Exercise passage:
———

The NIH determined that to understand the genetics of early stage adult brain cancers they needed to collect normal adult brains at autopsy from at least 1,000 donors and untreated glioblastoma multiforme from surgery from at least 500 donors.  

DIPG samples collected from 500 autopsies is what is needed to provide oncologists with a good idea of what are clinically relevant targets in DIPG.  

Only by collecting and studying hundreds of samples do we have a realistic chance of curing DIPG this century.

I would like to study 500 DIPG samples and then share those samples with other researchers.

I have found a network of people who can make it possible to collect all of the needed samples.  

But it is hard to get the necessary funding and I have a family to feed. 

It seems incredible given the amount of money spent on cancer research each year but it is hard to get research involving inoperable human tumors funded.

Most of what gets through reviewers involves cell lines or mouse models.  

For too many funding sources most of the research they fund is based solely on cell lines or animal models. 

I know a lot of researchers that only study cell lines and animal models.  

The few researchers who study human inoperable tumors, i.e. tumors collected after death, do so part-time. 

To put this in perspective a rapid autopsy program at John's Hopkins only used about 3% of a 10 million grant for studying breast cancer on the study of inoperable tumors.  

It was probably a wise decision.  When I tried to get a similar grant from the same program that used 100% of the funds to fund the collection and study of inoperable tumors we did not even get past the pre-approval phase.  

None of the non-profits I have contacted thus far have been willing to either 1) set up a fund designed to cover the costs of research autopsies or 2) set aside a dime for every oncology research dollar to cover the examination of inoperable tumors.  

I am working hard on getting a local organization to accept funding for this type of research.

But there is only so much one person can accomplish.  

I really need members of the public to demand that more of the existing research dollars go towards collecting and studying inoperable tumors.  

We can cure what we study, but we can only study what we collect. 

Ed Croom


Hi Ed,

Thank you for visiting Anjuli's site and for your kind words. Yes, she was so beautiful and precious. I suffer every day without her. But I fight for research dollars all the time to help make sure her death was not in vain.

———

Excerpted data:
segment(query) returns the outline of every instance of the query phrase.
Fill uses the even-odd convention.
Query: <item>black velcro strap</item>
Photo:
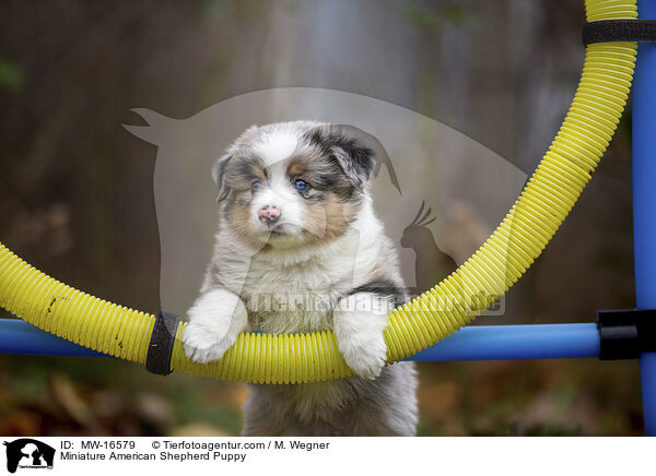
[[[583,44],[656,41],[656,20],[599,20],[583,27]]]
[[[180,317],[172,312],[159,311],[151,334],[145,357],[145,369],[159,376],[171,373],[171,355]]]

———

Task list:
1. In the text on DIPG research funding, about what share of a 10 million breast cancer grant did the rapid autopsy program spend on studying inoperable tumors?
2. Carry on the text on DIPG research funding from where it stops.
The records are separate from the text on DIPG research funding.

Results for each task:
1. About 3%.

2.
We donated Emily's tumor to research. The doctors and researchers at Seattle Children's Hospital, routinely ask parents if they can collect tumor samples upon the death of their child. Dr. James Olson has several of these tumors and he regularly shares samples with researchers all over the country. When we donated Anjuli's he told me that he immediately sent samples that very day to several researchers, one of whom needed it so badly he met the plane at the airport to get it.

Contact Dr. James Olson (Seattle Cancer Care Alliance) and he can help you. Please tell him Anjuli's mommy sent you his way.

I will be seeing him on the 28th during the Run of Hope in Seattle that raises money for brain tumor research. 100% of funds go directly to the researchers. Go here:

I hear you when you say you have a family to feed. I am a single mom with MS and my second child, who is 6, has chiari malformation and needs a second brain surgery!! Yet I keep on going and I will never quit the fight.

I set up an endowment in Anjuli's memory at Seattle Children's. The proceeds fund DIPG research being done by Dr. Olson. Visit Seattle Childrens to find out more about that too if you would like.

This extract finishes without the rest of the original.